Stored data entries
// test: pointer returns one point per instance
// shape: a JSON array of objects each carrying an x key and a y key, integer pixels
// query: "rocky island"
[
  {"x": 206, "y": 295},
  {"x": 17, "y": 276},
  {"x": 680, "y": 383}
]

(Goal of the exercise) Starting at the line with "key, integer pixels", copy every line down to the last one above, exactly as written and with nothing else.

(Solution for this problem)
// shape: a JSON array of objects each carrying an x key and a y key, integer pixels
// query: "rocky island"
[
  {"x": 206, "y": 295},
  {"x": 17, "y": 276},
  {"x": 680, "y": 383}
]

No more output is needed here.